ABOUT THIS TASK —
The records are to be copied exactly and in full.

- - -

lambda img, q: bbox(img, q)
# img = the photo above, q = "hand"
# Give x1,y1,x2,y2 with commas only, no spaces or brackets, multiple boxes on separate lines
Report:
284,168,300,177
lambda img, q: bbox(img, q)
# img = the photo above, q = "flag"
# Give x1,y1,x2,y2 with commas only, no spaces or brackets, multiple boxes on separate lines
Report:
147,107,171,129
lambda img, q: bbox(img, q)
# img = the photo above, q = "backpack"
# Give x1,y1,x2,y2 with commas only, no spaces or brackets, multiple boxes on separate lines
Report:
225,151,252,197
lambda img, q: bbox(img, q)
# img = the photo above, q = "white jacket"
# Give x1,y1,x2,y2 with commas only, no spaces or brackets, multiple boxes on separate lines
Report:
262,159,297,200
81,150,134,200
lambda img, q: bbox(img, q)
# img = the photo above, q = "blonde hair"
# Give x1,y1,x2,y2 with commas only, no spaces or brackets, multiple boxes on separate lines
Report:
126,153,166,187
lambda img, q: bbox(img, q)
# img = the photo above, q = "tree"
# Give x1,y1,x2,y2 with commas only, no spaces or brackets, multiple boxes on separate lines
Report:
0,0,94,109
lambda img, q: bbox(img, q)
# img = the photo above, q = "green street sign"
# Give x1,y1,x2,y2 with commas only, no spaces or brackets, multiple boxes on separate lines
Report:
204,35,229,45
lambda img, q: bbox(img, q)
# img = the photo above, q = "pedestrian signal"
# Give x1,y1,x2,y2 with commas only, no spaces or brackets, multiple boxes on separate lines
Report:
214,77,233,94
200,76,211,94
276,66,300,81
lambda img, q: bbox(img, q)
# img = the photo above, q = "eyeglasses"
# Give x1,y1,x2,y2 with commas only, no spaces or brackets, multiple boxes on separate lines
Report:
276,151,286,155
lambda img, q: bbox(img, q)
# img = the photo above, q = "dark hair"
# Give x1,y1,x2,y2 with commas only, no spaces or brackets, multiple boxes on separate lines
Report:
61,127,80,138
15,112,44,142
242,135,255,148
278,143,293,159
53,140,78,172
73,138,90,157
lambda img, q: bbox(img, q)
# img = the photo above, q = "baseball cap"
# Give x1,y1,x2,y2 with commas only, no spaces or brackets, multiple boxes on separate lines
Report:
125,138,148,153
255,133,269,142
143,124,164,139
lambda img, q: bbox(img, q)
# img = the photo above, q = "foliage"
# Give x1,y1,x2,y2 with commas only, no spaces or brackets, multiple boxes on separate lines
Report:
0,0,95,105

- - -

TASK OUTPUT —
lambda img, q: bbox(img, q)
# img = the photo above, q = "hand"
# Give x1,y1,x2,y2 with commas only, no spaces or brackets, multiple boxes on separate lines
Report:
284,168,300,177
lambda img, q: bbox(img, q)
# img = the photo above, q = "flag"
# Give x1,y1,x2,y2 with commas only, no spaces or brackets, multiple boxes on separate lines
Report:
147,107,171,129
lambda img, q: bbox(img, q)
# img = the photo above, q = "backpack"
# Give x1,y1,x2,y2 with commas only, no spaces or brackets, multiple boxes on separate lines
Report:
225,151,252,197
lambda img, q: bbox(img, q)
# img = the photo above, q = "white jacket"
# Give x1,y1,x2,y2 with commas only, no spaces or brackets, multiple boxes on separate lines
Report:
262,159,297,200
81,150,134,200
lambda img, q: bbox(img, q)
# img = the photo above, q = "blonde hair"
# Give x1,y1,x2,y2 with commas only, no spaces or brackets, multiple boxes on separate lines
Report:
126,153,166,187
lambda img, q: bbox(img, q)
# img = the photo above, q = "tree"
# Give x1,y1,x2,y2 with commas only, no spaces or brackets, multiple boxes on separate lines
Report:
0,0,94,109
lambda img, q: bbox(img, q)
# img = the photo above, q = "green street sign"
# Give x1,y1,x2,y2 with commas only, no spaces or brackets, multiple boxes on separate lines
Report:
204,35,229,45
lambda img, q: bbox(img, q)
# img = the photo above, q = "pedestrian signal"
# Give x1,y1,x2,y2 with commas only, no spaces or brackets, multiple boxes on separate lines
Report:
214,77,233,94
200,76,211,94
276,66,300,81
lambda img, q: bbox(img, q)
# img = the photo above, q = "eyeglasses"
# Give x1,y1,x2,y2 with commas only, no spaces or brackets, multiple boxes on separate lines
Report:
276,151,286,155
lambda img, q: bbox(img, q)
# img = the photo above, q = "dark hair"
# Give x1,y1,x2,y2 with commas only, no spaces or brackets, multiple boxes on separate lines
Report:
61,127,80,138
15,112,44,142
242,135,255,148
278,143,293,159
53,140,78,172
73,138,90,157
lambda img, q: bbox(img, q)
# img = the photo above, q = "baseball cap"
# Give x1,y1,x2,y2 with commas only, no spaces or brackets, multiple boxes on separate lines
Report:
125,138,148,153
255,133,269,142
143,124,164,139
lambda img, q: bbox(img, q)
# img = the photo above, q = "foliage"
# Give x1,y1,x2,y2 with commas only, no spaces or brackets, multiple boxes on separate lines
Report:
0,0,95,105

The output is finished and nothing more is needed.